Textauszug:
Dass das tragische Ende des Wolfgang H. bekannt wird, ist Polizeiobermeister Axel R. zu verdanken. Oder besser gesagt: seiner Frau. Die hat ihn zur Aussage überredet. R. war nicht nur Kollege, sondern auch guter Freund des Angeklagten V. Als am Morgen des 7. Dezember die Leiche gefunden wird, nimmt die Kriminalpolizei Ermittlungen auf. Es scheint, als sei der Tote abgelegt worden: Auf dem Bauch liegend wird er gefunden, die Arme auf dem Rücken, die Jacke halb heruntergezogen.
Wenige Tage später offenbart V. seinem Freund, dass die Leiche von Freienlande „sein Fall“ gewesen ist. Als R. fragt, warum sie den Hilflosen so weit draußen auf dem Acker ausgesetzt haben, soll der Angeklagte geantwortet haben: „Wenn das ein normaler Bürger gewesen wäre, täte es mir Leid. Aber das war eh nur ein Knastbruder, eine Dreckfresse. Um den ists nicht schade.“ R. ist geschockt. Dennoch lässt er sich überreden, zu schweigen. „Einen Kumpel scheißt man nicht an!“, denkt er. Zwei Wochen später hält er den Druck nicht mehr aus.
Im Gerichtssaal würdigen sich die einstigen Freunde keines Blickes. R. spricht leise. Dem Hauptbelastungszeugen fällt die Aussage sichtlich schwer. „Ich hab es nicht verstanden. Warum sind sie so weit rausgefahren?“, sagt er. Und warum bloß hat sich sein ehemaliger Freund nicht durchgesetzt gegen den 20 Jahre jüngeren Kollegen? Der soll angeblich gesagt haben, H. sei ein Säufer, wie sein Vater, deshalb könne er Alkoholiker nicht leiden.
Die Angeklagten bestreiten, je solche Sätze gesagt zu haben. Sie werfen dem Zeugen gar vor, selbst „Ortsverbringungen“ durchgeführt zu haben. Es sei, sagen sie zu ihrer Verteidigung, bis zu dem Todesfall „übliche Praxis“ gewesen, Betrunkene etwa in Freienlande, bei der Mülldeponie Kedingshagen oder am Umspannwerk auszusetzen. Manche Kollegen bestätigen das vor Gericht, andere nicht. Polizeileitung und Innenminister dementieren.

Aufgaben:
1: Welche Orte nennen die Angeklagten im Prozessbericht als Stellen, an denen Betrunkene üblicherweise ausgesetzt worden seien? Zähle alle auf.
2: Führe den Prozessbericht über den Tod von Wolfgang H. im Anschluss an seinen letzten Satz weiter.

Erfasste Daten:

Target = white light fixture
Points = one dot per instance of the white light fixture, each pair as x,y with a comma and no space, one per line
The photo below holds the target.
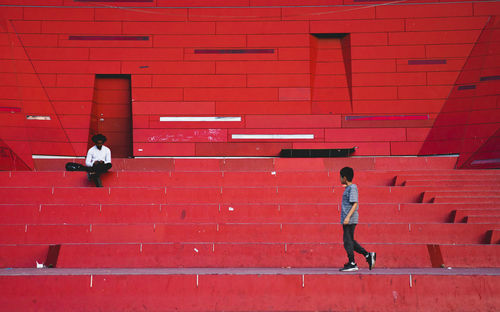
273,136
34,117
212,119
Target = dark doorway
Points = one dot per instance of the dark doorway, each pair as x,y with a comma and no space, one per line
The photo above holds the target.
112,113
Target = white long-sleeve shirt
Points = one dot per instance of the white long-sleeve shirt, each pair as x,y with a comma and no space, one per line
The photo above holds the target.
95,154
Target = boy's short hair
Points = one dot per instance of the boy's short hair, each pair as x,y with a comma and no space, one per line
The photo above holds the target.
348,173
99,137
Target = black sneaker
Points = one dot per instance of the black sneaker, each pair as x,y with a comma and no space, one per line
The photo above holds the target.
349,267
371,257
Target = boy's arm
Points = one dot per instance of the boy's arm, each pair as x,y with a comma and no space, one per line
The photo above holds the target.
349,215
88,159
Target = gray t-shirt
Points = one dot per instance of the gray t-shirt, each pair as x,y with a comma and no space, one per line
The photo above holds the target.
349,197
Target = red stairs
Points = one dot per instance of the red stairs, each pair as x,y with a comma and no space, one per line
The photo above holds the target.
262,233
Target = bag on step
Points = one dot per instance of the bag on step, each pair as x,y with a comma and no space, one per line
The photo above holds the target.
75,167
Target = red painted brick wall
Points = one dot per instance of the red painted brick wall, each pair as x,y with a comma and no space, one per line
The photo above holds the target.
469,122
400,65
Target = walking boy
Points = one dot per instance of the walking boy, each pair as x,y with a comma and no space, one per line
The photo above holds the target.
349,220
98,159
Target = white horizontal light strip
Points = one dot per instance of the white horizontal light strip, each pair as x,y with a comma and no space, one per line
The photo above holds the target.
274,136
33,117
486,161
56,157
200,118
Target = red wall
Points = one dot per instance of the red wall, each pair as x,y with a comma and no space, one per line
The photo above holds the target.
469,121
380,87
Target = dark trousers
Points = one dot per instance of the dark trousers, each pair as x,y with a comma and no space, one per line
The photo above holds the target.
96,170
350,244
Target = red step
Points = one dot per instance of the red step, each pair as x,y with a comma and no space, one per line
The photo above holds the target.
430,195
460,215
256,233
458,175
158,195
495,237
232,289
477,200
492,219
487,185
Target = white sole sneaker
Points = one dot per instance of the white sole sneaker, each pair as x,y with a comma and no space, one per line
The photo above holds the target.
349,270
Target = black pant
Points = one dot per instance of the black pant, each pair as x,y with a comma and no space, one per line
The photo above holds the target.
96,170
350,244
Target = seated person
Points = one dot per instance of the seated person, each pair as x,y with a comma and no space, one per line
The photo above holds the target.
98,159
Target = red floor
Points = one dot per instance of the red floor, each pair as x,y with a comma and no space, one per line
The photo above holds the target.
239,221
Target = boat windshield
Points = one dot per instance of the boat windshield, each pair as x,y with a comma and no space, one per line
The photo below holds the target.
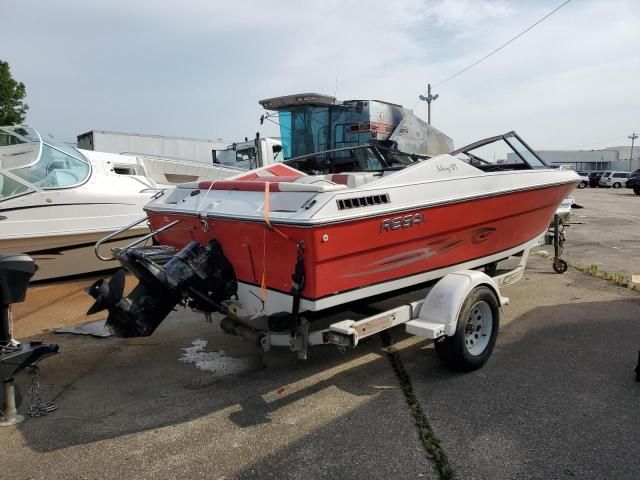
365,158
504,152
30,163
306,129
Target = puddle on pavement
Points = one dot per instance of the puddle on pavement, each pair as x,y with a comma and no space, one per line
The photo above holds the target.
217,362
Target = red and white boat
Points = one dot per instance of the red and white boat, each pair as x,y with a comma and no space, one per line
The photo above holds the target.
349,235
270,247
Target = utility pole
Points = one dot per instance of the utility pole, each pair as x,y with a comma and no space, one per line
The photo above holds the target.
633,137
429,98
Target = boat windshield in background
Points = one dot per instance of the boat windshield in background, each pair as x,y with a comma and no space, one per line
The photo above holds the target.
503,152
29,163
311,123
365,158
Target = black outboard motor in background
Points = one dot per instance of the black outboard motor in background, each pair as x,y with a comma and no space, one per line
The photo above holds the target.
15,272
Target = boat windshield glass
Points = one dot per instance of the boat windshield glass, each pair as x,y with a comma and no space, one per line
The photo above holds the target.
29,163
307,129
505,152
366,158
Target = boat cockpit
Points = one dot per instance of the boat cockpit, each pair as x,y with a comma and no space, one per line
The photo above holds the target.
29,162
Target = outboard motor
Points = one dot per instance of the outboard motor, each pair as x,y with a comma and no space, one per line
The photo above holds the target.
15,272
196,276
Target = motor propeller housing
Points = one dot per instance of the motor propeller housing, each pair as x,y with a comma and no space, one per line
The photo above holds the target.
196,276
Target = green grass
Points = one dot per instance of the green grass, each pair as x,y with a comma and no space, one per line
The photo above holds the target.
617,278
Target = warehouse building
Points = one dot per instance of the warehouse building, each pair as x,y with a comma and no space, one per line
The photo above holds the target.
191,149
611,158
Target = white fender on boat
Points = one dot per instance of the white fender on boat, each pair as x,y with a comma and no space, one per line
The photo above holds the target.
444,301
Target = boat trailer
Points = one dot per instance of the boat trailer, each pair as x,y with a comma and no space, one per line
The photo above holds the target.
15,273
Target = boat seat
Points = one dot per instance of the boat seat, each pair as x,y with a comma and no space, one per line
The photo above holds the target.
353,179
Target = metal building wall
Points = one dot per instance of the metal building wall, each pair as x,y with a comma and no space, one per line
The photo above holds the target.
191,149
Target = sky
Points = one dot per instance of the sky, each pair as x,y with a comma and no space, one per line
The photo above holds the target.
197,68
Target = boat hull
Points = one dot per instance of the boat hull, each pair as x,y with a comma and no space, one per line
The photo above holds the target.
346,256
67,255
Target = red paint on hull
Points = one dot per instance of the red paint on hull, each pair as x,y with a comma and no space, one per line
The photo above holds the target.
360,253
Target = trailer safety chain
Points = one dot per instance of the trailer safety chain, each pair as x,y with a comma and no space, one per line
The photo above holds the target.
37,407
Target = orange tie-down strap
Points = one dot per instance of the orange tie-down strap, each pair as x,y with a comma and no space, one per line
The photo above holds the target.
264,293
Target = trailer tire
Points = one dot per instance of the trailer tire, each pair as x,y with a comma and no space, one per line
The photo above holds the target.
476,332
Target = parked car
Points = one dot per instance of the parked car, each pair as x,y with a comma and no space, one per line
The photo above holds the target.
634,180
584,177
615,179
594,178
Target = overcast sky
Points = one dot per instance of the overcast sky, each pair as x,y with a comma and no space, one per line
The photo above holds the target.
197,68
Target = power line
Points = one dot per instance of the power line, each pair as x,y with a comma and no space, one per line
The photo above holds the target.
503,45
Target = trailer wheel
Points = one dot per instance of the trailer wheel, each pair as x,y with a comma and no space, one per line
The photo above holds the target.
476,332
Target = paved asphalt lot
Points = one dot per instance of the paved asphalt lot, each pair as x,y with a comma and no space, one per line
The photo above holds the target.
606,232
557,399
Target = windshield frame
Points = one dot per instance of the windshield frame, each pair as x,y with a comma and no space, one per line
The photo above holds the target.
377,150
481,143
64,149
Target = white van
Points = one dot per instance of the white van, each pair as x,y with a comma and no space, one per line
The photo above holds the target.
615,179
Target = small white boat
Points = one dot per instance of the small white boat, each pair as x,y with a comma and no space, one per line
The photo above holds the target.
56,201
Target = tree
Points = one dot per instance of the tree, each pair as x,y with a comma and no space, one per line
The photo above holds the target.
12,109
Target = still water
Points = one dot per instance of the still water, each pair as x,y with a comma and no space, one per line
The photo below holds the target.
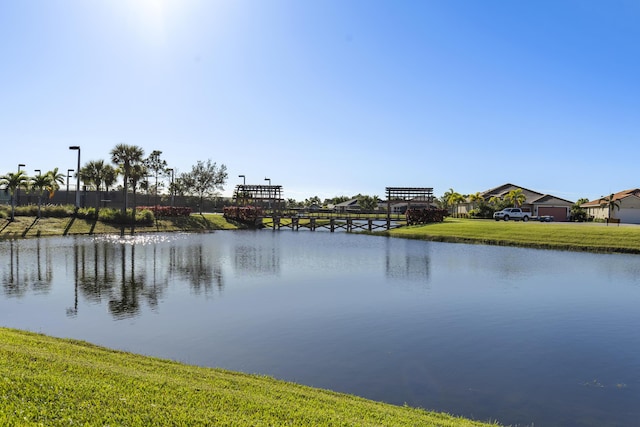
522,336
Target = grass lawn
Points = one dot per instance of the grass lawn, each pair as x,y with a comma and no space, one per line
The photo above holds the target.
596,237
54,382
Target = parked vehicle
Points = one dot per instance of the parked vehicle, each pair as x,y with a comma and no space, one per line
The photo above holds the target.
512,213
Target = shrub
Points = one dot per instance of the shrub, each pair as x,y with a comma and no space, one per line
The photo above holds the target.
57,211
86,213
167,211
28,210
114,216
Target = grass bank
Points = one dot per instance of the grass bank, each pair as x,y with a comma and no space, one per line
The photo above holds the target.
26,226
54,382
593,237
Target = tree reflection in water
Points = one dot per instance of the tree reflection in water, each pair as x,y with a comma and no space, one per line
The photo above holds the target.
17,278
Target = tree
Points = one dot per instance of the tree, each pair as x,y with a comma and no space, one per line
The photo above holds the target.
137,172
455,198
40,183
516,197
476,198
577,212
94,173
126,156
12,182
204,180
444,200
57,179
610,203
109,176
158,167
367,203
314,200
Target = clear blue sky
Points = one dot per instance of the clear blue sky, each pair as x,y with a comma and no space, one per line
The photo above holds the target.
332,97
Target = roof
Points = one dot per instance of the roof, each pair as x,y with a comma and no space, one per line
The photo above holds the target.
531,196
616,196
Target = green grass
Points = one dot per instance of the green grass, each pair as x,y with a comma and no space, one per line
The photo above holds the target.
54,382
595,237
26,226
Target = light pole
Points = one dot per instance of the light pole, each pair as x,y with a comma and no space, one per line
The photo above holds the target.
269,191
171,188
66,197
20,165
77,147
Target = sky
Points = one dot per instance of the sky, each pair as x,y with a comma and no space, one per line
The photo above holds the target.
332,97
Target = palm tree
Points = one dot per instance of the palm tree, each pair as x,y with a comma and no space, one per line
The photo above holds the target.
456,198
516,197
93,173
137,172
126,156
40,183
474,198
611,204
12,182
109,177
57,179
158,166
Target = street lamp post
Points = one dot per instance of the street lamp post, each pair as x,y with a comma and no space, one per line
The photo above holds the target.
20,165
269,191
77,147
66,196
171,186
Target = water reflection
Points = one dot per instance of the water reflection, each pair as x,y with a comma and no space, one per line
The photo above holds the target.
35,274
509,333
406,264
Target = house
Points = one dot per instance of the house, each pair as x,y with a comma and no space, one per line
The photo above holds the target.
538,204
626,207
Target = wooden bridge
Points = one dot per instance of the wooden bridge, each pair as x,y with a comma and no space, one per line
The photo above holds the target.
334,221
263,206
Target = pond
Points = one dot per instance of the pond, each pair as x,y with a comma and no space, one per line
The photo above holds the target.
522,336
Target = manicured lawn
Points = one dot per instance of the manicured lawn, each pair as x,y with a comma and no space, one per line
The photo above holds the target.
53,382
555,235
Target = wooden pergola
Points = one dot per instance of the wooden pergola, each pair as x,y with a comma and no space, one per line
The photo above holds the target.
422,195
264,196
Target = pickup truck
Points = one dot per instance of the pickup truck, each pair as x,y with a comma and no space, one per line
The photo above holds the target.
512,213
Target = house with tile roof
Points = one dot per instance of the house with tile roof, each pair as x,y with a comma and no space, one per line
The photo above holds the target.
538,204
627,210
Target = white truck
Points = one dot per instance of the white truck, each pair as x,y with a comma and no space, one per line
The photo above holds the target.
512,213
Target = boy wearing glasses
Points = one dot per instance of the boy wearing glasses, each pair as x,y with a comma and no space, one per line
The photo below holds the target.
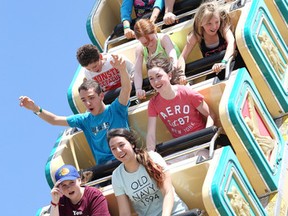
70,198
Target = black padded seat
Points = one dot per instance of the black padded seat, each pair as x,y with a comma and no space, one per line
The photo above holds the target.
165,148
187,141
203,64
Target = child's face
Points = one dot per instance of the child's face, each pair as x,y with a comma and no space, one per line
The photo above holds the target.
159,79
92,100
149,40
211,26
70,188
121,149
95,66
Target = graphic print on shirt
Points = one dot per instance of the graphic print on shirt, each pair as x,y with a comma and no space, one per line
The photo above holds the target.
77,212
144,191
103,126
109,80
177,116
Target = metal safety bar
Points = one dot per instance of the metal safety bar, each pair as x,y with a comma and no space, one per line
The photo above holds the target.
108,41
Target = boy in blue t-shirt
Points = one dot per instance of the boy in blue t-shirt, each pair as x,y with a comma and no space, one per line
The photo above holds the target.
100,117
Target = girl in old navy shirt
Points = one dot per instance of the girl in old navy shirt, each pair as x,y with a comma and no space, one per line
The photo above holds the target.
211,29
143,178
182,109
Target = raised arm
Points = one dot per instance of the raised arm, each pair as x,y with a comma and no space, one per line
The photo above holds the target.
43,114
204,109
169,18
157,8
230,49
138,78
126,11
123,205
119,63
167,191
169,48
151,134
190,44
55,197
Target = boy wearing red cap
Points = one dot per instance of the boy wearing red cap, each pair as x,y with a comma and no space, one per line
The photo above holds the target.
69,198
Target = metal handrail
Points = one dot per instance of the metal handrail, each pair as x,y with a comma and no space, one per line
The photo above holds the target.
210,71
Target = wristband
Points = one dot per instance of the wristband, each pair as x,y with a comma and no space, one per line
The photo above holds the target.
54,204
37,113
224,61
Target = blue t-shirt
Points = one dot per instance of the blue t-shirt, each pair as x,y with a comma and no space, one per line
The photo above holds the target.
95,128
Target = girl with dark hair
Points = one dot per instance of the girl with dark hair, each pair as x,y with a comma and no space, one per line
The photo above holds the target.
143,178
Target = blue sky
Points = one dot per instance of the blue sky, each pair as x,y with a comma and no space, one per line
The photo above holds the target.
38,42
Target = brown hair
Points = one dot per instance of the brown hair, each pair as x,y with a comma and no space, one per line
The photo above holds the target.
154,170
144,27
90,84
166,64
87,54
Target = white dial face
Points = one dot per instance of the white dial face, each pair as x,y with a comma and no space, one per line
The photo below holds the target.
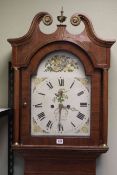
60,97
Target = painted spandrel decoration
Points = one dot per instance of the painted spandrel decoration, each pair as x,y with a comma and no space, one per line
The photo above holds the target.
63,91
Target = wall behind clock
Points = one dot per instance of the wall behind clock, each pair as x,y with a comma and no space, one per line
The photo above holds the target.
15,19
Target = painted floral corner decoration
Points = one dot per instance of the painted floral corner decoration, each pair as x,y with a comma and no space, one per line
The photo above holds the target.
59,63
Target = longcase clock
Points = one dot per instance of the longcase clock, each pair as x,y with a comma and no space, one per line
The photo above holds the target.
60,98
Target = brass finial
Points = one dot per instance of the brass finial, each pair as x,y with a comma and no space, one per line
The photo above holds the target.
61,18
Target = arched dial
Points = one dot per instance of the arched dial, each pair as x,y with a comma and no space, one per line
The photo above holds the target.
60,97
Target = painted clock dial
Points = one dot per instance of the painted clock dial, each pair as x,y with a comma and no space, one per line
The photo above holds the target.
60,97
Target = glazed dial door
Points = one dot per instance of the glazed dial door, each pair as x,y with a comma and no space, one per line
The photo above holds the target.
60,97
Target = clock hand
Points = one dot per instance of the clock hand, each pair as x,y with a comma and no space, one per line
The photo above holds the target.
60,127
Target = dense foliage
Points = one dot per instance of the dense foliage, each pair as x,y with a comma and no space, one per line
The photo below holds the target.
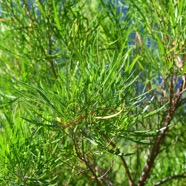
92,92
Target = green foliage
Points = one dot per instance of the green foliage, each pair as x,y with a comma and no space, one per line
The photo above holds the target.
82,102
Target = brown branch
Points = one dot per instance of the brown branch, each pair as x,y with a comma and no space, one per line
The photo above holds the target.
160,138
168,178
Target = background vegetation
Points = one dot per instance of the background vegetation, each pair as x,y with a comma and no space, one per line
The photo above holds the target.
92,92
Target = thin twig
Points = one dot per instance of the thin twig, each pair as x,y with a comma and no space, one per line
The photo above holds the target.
131,183
168,178
159,140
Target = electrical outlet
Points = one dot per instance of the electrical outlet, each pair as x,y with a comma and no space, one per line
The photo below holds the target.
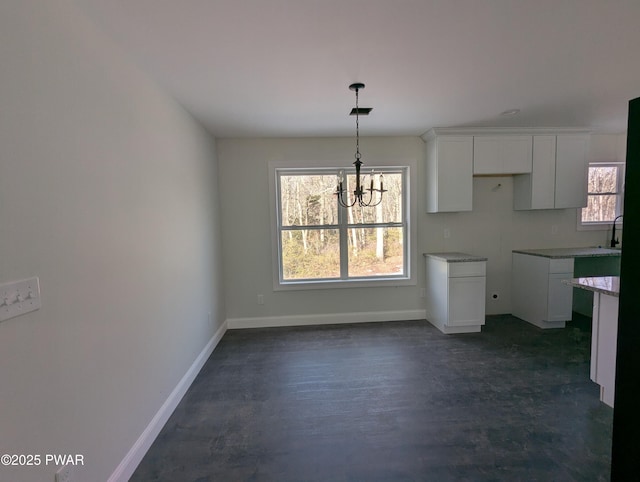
65,473
19,297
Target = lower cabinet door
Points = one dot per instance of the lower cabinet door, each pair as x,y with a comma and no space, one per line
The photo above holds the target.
560,298
466,301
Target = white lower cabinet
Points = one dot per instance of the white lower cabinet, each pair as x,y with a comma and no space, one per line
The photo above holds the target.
538,294
455,292
604,336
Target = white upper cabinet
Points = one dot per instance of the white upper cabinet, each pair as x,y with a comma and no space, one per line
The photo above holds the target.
449,173
559,176
501,154
549,166
571,171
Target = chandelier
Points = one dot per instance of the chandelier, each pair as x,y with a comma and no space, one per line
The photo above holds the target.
364,197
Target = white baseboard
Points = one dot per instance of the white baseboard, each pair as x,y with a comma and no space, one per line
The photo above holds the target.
328,319
127,467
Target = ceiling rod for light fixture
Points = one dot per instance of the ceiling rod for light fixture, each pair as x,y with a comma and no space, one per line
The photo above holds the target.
359,191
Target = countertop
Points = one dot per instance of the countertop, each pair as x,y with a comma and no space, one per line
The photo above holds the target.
570,252
608,285
454,257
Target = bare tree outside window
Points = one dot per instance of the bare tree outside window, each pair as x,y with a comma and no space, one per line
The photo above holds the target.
320,240
604,201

Ergebnisse der Reihe nach:
1: Freienlande, die Mülldeponie Kedingshagen und das Umspannwerk.

2:
Einmal an den vier langen Verhandlungstagen kommen dem Angeklagten D. die Tränen. Da erzählt der junge Mann, wie er nach Bekanntwerden der Vorwürfe zum Opfer einer „Hetzjagd“ wurde. Wie Fremde ihn auf der Straße anpöbelten und Schläge androhten mit den Worten: „Das ist doch der Bulle, der einen hat draufgehen lassen!“ Da stockt D. die Stimme, Tränen steigen ihm in die Augen, und er sagt: „Mir wurde nichts anderes beigebracht! Man guckt sich von den Kollegen ja was ab. Man wollte ja auch vorwärts kommen.“
Stattdessen wandern die Polizisten hinter Gittern. Drei Jahre und drei Monate Haft ohne Bewährung, urteilt die Große Strafkammer – und geht damit weit über die Forderung des Staatsanwalts hinaus. Der hielt eine Strafe von einem Jahr und drei Monaten auf Bewährung für angemessen. Die Tat der Polizisten sei eine reine Willkürmaßnahme gewesen, um dem Betrunkenen eine Lektion zu erteilen, so die Begründung der Richter. „Es gab keinen Grund, den Mann am Stadtrand auszusetzen. Ein Platzverweis hätte gereicht.“ Verteidiger und Staatsanwaltschaft beantragen Revision.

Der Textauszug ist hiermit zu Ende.